**Goal**
Return each line of the records below that contains the word "stadium", with matching case.
[BEGIN Data to use]
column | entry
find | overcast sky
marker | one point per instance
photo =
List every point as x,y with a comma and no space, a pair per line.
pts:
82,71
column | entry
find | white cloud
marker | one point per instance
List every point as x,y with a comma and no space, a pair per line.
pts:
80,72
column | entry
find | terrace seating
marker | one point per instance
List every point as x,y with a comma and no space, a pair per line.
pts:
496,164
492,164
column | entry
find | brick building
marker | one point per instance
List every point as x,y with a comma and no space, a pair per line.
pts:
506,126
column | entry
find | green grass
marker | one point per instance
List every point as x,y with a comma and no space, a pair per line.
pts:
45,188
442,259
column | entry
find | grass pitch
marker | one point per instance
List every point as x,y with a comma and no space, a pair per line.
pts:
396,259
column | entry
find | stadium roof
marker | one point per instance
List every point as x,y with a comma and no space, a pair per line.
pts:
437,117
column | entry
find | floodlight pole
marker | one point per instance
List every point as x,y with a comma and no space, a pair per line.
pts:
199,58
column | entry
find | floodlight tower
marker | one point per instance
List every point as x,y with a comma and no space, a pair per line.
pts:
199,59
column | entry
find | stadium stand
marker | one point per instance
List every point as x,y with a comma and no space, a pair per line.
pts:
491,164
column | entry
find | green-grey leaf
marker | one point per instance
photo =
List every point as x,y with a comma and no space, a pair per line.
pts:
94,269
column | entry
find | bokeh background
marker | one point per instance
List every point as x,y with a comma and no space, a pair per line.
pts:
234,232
[END Data to use]
[BEGIN Data to use]
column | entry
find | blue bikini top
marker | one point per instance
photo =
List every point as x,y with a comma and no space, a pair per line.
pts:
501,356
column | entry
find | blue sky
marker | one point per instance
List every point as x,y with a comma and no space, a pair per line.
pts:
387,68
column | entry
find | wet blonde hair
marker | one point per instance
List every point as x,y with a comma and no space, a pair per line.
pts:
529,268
[END Data to use]
**Problem solution**
find | stadium roof
find | stadium stand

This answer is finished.